§ **ЗАДАНИЯ К ВЫПОЛНЕНИЮ**:
- A) Воспроизведите фрагмент текста о романе «Будденброки», начиная со слов «Сдается, что не» и заканчивая словами «был ему отпущен.».
- B) Определите, согласуются ли с текстом о романе «Будденброки» следующие утверждения, и подтвердите каждый ответ («да» или «нет») точной цитатой из текста: (i) первоначально роман был задуман объемом в двести пятьдесят страниц; (ii) справиться с колебаниями молодому романисту помогало чтение французских писателей; (iii) автор текста считает художников лучшими толкователями собственных произведений.

§ **ИСХОДНЫЙ ТЕКСТ**:
===============
Но, как признавался позднее создатель «Будденброков», «есть нечто необычайное в своеволии произведения». Прошлое «славного патрицианского рода»» ранее представлявшееся автору всего лишь краткой «предысторией», объемом не превышающей скупого перечня ближайших предков и родичей Ганса Касторна в «Волшебной горе» или несколько более подробную семейную хронику Лаврецкого в «Дворянском гнезде» Тургенева, внезапно обрело вполне самостоятельное реальное обличье. «О первоначально задуманных двухстах пятидесяти страницах не могло быть и речи». Роман разрастался и становился таким, каким он вовсе не был задуман, порою пробуждая в молодом романисте «томительное неверие в собственные силы». «Чтение помогало мне справиться с колебаниями, чтение именно русских писателей» (Толстого, Тургенева, Гончарова).
Не удивительно, что молодому романисту такой непредвиденный отход от изначального замысла мог показаться чуть ли не восстанием самого романа (той жизни, поэтическим воплощением которой он являлся) против предвзятого авторского произвола, как нисколько не удивительно и то, что это странное ощущение подвластности какой-то сторонней мощной силе навсегда сохранилось в памяти автора «Будденброков».
Но критик, исследователь не вправе довольствоваться подобными — всегда глубоко субъективными — показаниями творца-художника, как бы ни были они сами по себе содержательны и захватывающе интересны. Художники редко бывают лучшими толкователями собственных произведений и тех потаенных путей, которыми они пришли к блистательным творческим своим результатам. Отказ писателя от первичной мысли сосредоточить действие романа на образе маленького Ганно и его бегстве от жизни в музыку (здесь представляющую искусство в целом) поддается иному, более отчетливому уяснению.
Ганно (как до того герой новеллы «Паяц») являлся для Томаса Манна пусть только преходящим (да и тогда уже отнюдь не адекватным) символом его собственного «я», а вместе с тем и символом творца-художника как такового, каким себя, все с большим на то основанием, осознавал автор «Будденброков», по мере того как лист за листом накоплялась внушительная рукопись романа.
Не в этом ли неправомерном отождествлении таился коренной изъян первоначального замысла? Ведь в первом (несостоявшемся) «варианте романа» едва ли не центральное место должна была занять тема «искусство и общество». Л годился ли в качестве репрезентанта Искусства и его судьбы в сугубо враждебную искусству эпоху грюндерства и зарождавшегося империализма этот пятнадцатилетний подросток с его «бегством» в музыку, оказавшимся так скоро «бегством в объятия смерти»?
Сдается, что не годился — уже потому, что Ганно Будденброк прожил слишком мало…
Томас Манн выписал трагический образ злосчастного «наследного принца сходящей с исторической сцены династии» с мастерством, редкостным безотносительно и уж тем более беспримерным, если учесть юношеский возраст его создателя; но как художник этот хрупкий мальчик — скорее замедленного, нежели самоуверенно скороспелого развития — сам еще «не выписался» за тот безжалостно краткий отрезок времени, который был ему отпущен.
===============
§ **ИМЕЮЩИЕСЯ МАТЕРИАЛЫ**:
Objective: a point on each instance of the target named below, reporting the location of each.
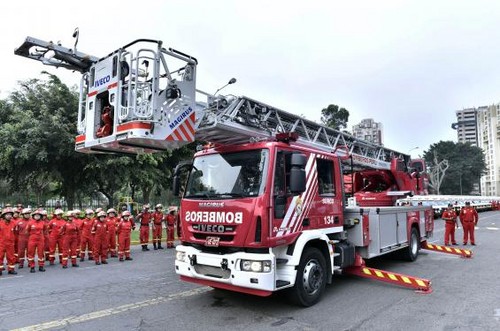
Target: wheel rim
===============
§ **ОТВЕТЫ ПО ЗАДАНИЯМ**:
- A)
Сдается, что не годился — уже потому, что Ганно Будденброк прожил слишком мало…
Томас Манн выписал трагический образ злосчастного «наследного принца сходящей с исторической сцены династии» с мастерством, редкостным безотносительно и уж тем более беспримерным, если учесть юношеский возраст его создателя; но как художник этот хрупкий мальчик — скорее замедленного, нежели самоуверенно скороспелого развития — сам еще «не выписался» за тот безжалостно краткий отрезок времени, который был ему отпущен.

- B)
(i) Да: «О первоначально задуманных двухстах пятидесяти страницах не могло быть и речи».
(ii) Нет: «Чтение помогало мне справиться с колебаниями, чтение именно русских писателей».
(iii) Нет: «Художники редко бывают лучшими толкователями собственных произведений».